## ASSIGNMENT
All entries that follow are to be printed exactly as written.

## INPUT RECORDS
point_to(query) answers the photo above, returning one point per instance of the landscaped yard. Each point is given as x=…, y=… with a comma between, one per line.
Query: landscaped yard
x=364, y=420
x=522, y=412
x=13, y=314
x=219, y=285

## EXERCISE OUTPUT
point_to(query) answers the photo above, returning one point per instance of the landscaped yard. Each point is given as x=…, y=… with a comma between, one per line.
Query: landscaped yard
x=364, y=420
x=522, y=412
x=13, y=314
x=219, y=285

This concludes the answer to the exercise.